***** Data for the task *****

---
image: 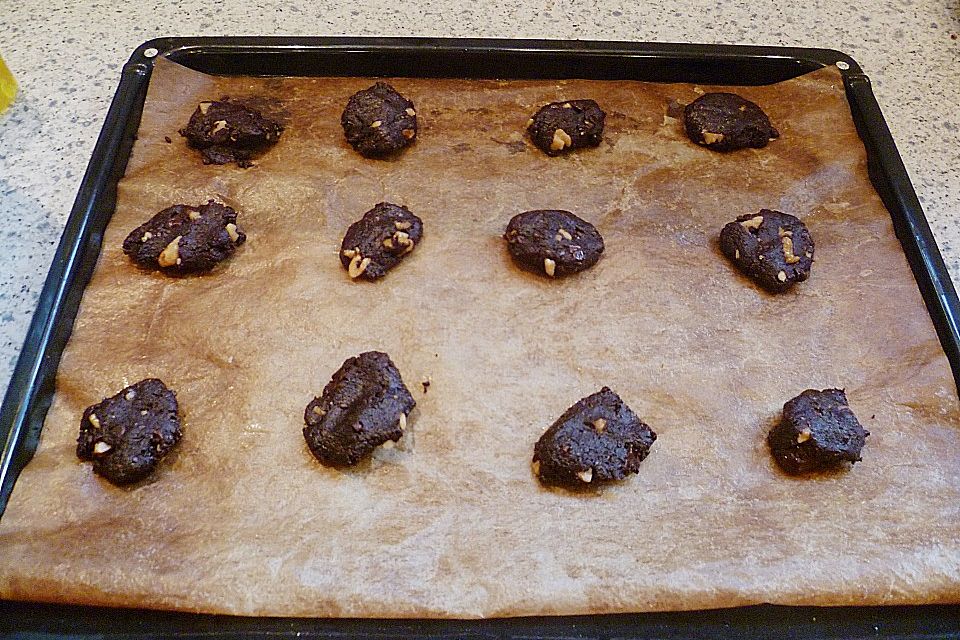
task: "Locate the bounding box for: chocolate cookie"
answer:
[533,387,657,487]
[503,209,603,278]
[767,389,870,473]
[303,351,417,467]
[123,200,247,274]
[340,82,417,158]
[180,98,283,167]
[720,209,813,293]
[683,93,780,151]
[340,202,423,280]
[77,378,181,485]
[527,100,607,156]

*****

» Description of the task
Give every line of the entries above as a numbered list, skipping any blank lines. Leave the pictures out.

» Solution below
1. ---
2. image: 
3. task: "Locate the bounding box for: chocolate cookie"
4. answer:
5. [533,387,657,487]
6. [503,209,603,278]
7. [767,389,870,473]
8. [303,351,417,467]
9. [123,200,247,274]
10. [340,82,417,158]
11. [180,98,283,167]
12. [720,209,813,293]
13. [683,93,780,151]
14. [340,202,423,280]
15. [77,378,181,485]
16. [527,100,607,156]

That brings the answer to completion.